Segment Start: EXCERPT TO READ

Tuesday, January 10, 2023

The Astrobiology of Lockean Liberty on Mars

                               
                             
                               Elon Musk, "Making Humans a Multiplanetary Species," 2016




                                            Elon Musk, "Starship Update," February 10, 2022


December 14th was the 50th anniversary of the last time that NASA astronauts walked on the Moon in 1972.  This is surprising--that over the past 50 years, there has been no manned exploration of the Moon.  Equally surprising is that no human being has ever walked on Mars or any other planet beyond the Earth.  And yet both NASA and the European Space Agency say that their ultimate goal is to land humans on Mars and then establish human settlements.  But for now, there is no well-funded program to do that.  So far, only robotic landers and rovers have been on Mars.  

Elon Musk has predicted that his SpaceX program will fly human beings to Mars within ten years.  Ultimately, Musk wants to have a colony on Mars with a population of one million people.

Segment End: EXCERPT TO READ
Segment Start: RECORD EXCERPTS

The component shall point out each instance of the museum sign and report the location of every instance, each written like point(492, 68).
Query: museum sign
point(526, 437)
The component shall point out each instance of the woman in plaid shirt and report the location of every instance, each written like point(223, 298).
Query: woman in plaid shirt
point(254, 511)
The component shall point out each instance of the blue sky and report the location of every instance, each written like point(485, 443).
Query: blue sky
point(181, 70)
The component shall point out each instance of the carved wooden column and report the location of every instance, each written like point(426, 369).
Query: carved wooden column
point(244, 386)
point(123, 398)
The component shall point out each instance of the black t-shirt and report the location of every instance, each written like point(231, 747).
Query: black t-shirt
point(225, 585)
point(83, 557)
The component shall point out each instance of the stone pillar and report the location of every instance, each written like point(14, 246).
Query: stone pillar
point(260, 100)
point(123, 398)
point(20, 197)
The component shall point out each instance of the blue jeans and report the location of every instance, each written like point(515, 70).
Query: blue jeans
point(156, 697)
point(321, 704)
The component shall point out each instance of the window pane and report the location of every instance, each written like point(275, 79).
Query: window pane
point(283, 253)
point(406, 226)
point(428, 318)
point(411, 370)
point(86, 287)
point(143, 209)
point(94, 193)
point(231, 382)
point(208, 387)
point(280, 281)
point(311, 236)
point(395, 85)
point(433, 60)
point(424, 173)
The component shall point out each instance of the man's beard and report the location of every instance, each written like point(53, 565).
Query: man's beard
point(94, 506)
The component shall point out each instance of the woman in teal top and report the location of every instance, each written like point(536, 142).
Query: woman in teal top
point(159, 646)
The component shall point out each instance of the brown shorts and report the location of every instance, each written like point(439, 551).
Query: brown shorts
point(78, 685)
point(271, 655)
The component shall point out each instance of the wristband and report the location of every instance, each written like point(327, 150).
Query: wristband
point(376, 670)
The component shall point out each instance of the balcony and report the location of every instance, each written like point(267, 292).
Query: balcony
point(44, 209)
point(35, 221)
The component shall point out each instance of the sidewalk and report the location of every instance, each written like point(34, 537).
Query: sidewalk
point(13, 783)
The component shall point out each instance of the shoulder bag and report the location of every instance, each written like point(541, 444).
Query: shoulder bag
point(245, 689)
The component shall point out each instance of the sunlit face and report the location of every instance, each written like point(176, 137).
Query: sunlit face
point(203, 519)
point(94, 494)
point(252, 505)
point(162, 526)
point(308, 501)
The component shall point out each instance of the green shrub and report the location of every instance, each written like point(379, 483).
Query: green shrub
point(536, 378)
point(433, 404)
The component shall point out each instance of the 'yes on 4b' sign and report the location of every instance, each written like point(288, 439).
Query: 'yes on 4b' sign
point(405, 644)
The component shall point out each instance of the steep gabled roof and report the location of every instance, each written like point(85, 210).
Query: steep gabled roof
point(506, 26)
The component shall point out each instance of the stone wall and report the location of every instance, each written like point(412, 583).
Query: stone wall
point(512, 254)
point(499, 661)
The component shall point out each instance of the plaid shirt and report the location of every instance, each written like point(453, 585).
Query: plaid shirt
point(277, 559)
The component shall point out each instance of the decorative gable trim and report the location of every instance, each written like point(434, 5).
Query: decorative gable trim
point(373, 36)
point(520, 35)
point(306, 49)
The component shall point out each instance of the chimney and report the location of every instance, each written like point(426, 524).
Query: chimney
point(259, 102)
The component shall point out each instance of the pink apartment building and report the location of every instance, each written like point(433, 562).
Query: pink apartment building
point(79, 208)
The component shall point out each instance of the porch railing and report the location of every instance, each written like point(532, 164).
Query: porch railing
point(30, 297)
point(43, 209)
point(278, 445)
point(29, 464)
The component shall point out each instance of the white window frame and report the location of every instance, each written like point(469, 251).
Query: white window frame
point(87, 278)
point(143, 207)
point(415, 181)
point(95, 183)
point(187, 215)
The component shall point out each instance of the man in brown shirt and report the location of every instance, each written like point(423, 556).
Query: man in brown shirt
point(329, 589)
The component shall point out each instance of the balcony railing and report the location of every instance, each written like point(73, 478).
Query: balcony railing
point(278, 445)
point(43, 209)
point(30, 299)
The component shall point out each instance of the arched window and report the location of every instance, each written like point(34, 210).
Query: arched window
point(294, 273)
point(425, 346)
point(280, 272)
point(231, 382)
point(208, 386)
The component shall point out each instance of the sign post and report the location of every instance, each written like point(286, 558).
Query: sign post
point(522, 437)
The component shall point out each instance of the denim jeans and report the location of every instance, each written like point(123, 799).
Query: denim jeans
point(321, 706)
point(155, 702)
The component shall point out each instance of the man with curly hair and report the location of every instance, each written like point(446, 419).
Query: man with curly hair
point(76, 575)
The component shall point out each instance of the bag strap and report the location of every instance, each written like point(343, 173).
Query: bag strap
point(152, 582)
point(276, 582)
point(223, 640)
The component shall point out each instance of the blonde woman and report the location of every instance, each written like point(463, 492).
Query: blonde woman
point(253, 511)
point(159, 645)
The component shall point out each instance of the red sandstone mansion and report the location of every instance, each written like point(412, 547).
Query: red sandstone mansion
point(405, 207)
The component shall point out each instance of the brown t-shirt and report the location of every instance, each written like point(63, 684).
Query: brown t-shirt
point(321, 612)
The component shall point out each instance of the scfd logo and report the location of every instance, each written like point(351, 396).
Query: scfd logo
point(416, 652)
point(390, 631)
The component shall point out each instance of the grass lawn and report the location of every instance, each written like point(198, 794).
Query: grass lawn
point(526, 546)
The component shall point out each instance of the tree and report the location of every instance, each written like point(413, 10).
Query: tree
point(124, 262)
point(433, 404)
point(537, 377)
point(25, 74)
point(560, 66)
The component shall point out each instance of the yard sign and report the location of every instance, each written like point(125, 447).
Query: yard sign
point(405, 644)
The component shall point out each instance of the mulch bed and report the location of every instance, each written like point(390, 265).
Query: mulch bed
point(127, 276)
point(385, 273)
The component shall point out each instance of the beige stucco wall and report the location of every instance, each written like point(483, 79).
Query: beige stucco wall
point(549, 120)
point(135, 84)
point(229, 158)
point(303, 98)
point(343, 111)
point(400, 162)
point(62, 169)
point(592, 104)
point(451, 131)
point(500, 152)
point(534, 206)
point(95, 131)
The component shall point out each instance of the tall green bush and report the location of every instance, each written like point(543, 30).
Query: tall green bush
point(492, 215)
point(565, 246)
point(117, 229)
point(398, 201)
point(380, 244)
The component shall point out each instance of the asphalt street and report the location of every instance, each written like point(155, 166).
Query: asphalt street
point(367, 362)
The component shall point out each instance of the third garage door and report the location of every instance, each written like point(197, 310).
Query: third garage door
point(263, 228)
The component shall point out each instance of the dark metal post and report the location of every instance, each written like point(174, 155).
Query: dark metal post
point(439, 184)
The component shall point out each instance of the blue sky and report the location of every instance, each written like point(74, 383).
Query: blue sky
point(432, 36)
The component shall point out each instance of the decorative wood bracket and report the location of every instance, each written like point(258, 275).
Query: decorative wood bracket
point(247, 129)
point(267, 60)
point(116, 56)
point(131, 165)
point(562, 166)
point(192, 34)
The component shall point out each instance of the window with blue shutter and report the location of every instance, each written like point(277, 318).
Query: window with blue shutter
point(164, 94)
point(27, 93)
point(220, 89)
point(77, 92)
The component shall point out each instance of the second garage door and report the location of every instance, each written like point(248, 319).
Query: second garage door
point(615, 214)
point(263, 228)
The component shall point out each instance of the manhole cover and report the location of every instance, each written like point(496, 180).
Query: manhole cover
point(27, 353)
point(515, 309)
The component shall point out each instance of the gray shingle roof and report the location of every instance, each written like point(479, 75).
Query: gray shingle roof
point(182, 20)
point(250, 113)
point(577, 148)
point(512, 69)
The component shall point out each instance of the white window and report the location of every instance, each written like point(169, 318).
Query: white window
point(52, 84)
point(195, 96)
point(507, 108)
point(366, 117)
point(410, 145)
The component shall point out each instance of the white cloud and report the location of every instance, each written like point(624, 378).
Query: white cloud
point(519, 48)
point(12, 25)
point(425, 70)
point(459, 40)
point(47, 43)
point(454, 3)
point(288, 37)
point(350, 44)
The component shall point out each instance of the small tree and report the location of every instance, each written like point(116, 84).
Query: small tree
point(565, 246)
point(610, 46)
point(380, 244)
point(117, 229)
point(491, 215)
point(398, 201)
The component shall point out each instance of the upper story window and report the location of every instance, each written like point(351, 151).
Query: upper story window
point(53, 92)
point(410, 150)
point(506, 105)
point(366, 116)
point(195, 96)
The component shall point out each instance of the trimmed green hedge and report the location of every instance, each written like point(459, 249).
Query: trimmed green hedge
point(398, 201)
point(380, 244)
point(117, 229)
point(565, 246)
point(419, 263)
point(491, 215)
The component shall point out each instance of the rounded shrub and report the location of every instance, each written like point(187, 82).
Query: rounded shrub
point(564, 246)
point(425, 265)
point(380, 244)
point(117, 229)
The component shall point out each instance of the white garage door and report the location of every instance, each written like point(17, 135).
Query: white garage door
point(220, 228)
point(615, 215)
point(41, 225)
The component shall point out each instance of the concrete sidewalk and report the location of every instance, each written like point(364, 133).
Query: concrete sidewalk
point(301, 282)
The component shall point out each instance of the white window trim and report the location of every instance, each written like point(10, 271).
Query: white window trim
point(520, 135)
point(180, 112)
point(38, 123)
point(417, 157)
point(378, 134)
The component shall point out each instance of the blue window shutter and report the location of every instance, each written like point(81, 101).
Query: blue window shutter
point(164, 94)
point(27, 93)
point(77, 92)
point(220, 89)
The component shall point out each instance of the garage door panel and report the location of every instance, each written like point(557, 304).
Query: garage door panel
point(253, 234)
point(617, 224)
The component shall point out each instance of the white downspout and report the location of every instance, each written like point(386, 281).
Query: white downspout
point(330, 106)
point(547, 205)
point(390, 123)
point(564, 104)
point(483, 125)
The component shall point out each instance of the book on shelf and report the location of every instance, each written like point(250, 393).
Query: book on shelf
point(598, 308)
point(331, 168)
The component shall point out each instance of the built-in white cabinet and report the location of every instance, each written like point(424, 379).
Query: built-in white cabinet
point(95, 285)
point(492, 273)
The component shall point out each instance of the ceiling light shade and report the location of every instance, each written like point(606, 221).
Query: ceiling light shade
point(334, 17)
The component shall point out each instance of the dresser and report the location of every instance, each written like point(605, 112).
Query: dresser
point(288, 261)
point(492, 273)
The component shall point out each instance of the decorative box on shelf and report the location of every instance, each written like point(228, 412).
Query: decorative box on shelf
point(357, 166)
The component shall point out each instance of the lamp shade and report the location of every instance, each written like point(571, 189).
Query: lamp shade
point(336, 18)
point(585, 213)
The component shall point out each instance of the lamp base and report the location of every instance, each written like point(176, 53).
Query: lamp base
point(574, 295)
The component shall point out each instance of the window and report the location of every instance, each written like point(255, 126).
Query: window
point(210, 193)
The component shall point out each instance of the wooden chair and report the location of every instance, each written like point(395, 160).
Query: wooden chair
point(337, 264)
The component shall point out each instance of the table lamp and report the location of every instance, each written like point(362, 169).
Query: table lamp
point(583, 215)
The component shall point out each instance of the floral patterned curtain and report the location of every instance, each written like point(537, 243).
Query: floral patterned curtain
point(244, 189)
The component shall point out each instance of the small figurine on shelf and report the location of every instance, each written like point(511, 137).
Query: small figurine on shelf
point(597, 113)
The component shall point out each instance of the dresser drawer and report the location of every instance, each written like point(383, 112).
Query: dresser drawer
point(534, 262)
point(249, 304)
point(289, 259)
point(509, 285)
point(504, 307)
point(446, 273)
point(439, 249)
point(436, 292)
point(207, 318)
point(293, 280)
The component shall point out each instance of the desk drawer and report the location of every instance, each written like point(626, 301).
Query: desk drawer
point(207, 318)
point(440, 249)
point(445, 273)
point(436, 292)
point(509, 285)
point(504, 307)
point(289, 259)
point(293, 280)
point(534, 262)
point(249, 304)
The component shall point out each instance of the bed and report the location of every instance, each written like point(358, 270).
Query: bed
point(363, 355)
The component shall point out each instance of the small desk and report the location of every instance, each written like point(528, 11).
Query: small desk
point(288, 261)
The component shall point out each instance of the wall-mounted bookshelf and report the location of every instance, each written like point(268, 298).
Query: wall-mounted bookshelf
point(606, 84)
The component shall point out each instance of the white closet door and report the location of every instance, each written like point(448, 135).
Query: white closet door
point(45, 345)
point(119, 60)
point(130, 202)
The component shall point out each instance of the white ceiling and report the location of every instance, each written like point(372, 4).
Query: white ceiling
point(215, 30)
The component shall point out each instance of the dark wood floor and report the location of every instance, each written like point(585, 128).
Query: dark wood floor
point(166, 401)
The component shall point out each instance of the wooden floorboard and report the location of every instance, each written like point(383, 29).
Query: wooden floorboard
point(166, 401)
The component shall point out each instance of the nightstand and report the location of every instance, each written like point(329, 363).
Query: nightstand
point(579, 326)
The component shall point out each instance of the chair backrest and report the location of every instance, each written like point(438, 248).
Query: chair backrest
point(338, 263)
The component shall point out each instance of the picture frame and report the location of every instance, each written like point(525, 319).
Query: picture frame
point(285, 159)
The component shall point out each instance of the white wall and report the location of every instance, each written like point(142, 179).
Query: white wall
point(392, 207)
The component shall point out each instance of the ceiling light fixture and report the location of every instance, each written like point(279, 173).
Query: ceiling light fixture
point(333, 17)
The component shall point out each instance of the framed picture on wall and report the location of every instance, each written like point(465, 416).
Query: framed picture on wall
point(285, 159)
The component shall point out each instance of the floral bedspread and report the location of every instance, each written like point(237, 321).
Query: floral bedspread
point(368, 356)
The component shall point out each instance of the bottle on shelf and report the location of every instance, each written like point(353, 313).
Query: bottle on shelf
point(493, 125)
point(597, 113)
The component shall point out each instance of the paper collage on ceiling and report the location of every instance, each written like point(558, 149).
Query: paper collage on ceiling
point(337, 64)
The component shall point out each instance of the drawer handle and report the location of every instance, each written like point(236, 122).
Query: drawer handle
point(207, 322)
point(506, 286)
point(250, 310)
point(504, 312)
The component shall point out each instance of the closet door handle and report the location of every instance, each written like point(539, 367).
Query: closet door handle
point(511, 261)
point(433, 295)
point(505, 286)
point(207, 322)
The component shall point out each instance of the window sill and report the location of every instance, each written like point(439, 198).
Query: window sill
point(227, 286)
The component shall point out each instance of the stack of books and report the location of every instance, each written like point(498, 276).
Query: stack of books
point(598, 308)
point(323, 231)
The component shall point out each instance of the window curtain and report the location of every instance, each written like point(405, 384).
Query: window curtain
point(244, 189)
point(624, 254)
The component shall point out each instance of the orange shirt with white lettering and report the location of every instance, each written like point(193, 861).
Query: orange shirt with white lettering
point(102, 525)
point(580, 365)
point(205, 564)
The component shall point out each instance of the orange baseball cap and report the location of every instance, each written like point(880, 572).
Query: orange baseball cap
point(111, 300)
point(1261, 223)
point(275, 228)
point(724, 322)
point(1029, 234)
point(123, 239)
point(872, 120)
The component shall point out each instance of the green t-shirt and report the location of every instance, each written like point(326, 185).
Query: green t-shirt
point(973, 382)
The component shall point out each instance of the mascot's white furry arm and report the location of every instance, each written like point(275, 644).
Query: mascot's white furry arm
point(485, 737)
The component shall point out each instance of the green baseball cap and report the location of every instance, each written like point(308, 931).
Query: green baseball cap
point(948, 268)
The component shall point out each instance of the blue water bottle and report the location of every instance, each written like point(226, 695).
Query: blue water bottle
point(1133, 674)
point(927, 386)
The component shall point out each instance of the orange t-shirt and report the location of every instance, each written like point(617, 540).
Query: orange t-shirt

Segment End: RECORD EXCERPTS

#### [WHAT TO WORK ON]
List every space agency or space company named in the Mars post. Answer from the Mars post alone.

#### [SOLUTION TO THIS PROBLEM]
NASA, the European Space Agency, SpaceX